> [Information given]:

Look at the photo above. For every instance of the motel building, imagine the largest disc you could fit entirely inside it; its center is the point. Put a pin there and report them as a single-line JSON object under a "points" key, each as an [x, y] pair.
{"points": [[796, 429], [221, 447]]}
* * *
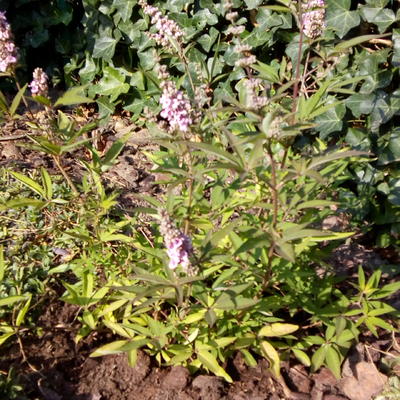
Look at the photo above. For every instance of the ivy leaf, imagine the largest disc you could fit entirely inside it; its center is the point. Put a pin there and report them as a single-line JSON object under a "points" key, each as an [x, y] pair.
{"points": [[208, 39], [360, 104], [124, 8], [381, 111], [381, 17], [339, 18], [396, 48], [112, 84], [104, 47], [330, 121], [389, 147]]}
* * *
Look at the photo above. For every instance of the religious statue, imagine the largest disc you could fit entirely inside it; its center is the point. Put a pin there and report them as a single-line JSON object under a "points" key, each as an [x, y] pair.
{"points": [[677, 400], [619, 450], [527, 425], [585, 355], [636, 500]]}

> [Problem to work on]: List every line of the records above that contains the word "under".

> [The solution]:
Look at the photo above. For every instance of the motel building, imagine the largest disc you could fit entirely inside it; its center is the point. Put a pin there and report them as a single-line JSON object under a "points" key, each as an [x, y] pair.
Look at the photo above. For every instance of the ivy leaf, imagine the largest disc you could fit entirely inside it; its center is the point. Put a pin there and report them as a single-line JSON object under a "points" key, each as an [x, y] pair.
Look at the photo above. For every instance of the religious statue, imagine the largest disc you could fit entirely inside it; its center is the point. Put a pin there and report them as a single-line JSON object under a "points" key, each as an [x, y] pair.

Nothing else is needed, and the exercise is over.